• **Completa lo siguiente**:
[1] Transcribe literalmente del pasaje sobre los inmigrantes palestinos el tramo que empieza en "JACOBO ZARZAR GIDI" y termina en "de la República.".
[2] Según el pasaje sobre los inmigrantes palestinos, ¿por qué puerto entraron principalmente a México? Responde brevemente, por favor.

• **Fragmento del documento**:
—————

COSTUMBRES Y TRADICIONES PALESTINAS

JACOBO ZARZAR GIDI

Los palestinos que llegaron a México durante los primeros años del siglo pasado, lo hicieron buscando mejores condiciones de vida, alejándose al mismo tiempo del dominio turco que oprimió por más de cuatrocientos años a la población de origen árabe. Aquellos inmigrantes entraron principalmente por el Puerto de Veracruz en donde existía un comité de recepción formado por paisanos que con anterioridad habían hecho su arribo a tierras mexicanas. Esa bienvenida les daba fuerza y entusiasmo para continuar su viaje a las diferentes ciudades de la República.

Muchos de ellos ya sabían a dónde dirigirse porque tenían conocimiento de otros palestinos que con anterioridad se había instalado en diferentes zonas del país y les estaba yendo bien. Entre ellos no existía envidia ni recelo, y se aconsejaban sinceramente sobre qué artículos convenía vender en cada población porque se encontraba virgen el mercado o porque era poca la competencia que allí existía. De Veracruz, -la mayoría tomó un tren que los condujo al Distrito Federal, y de allí hacia el norte con dirección a Monterrey, Saltillo y lo que sería más tarde la Comarca Lagunera. Vinieron de lejos, de tierras palestinas, cruzaron el océano durante más de treinta días y llegaron a un sitio que no conocían. Amaban su país de origen, y Belén su terruño -donde nació Jesucristo, pero también supieron respetar y querer a su nueva patria. Del Medio Oriente trajeron entre sus baúles, viejas costumbres y prácticas muy rígidas que fueron heredando a sus descendientes.

—————

• **Material proporcionado**:
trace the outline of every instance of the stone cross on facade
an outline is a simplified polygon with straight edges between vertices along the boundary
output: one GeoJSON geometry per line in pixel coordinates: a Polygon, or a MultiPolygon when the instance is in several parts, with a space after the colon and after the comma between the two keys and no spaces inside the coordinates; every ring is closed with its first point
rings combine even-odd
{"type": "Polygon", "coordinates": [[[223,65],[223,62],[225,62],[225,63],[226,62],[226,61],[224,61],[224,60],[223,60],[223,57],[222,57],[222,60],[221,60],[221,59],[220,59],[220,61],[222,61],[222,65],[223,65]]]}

—————

• **Respuestas del ejercicio**:
[1]
JACOBO ZARZAR GIDI

Los palestinos que llegaron a México durante los primeros años del siglo pasado, lo hicieron buscando mejores condiciones de vida, alejándose al mismo tiempo del dominio turco que oprimió por más de cuatrocientos años a la población de origen árabe. Aquellos inmigrantes entraron principalmente por el Puerto de Veracruz en donde existía un comité de recepción formado por paisanos que con anterioridad habían hecho su arribo a tierras mexicanas. Esa bienvenida les daba fuerza y entusiasmo para continuar su viaje a las diferentes ciudades de la República.

[2] Por el Puerto de Veracruz.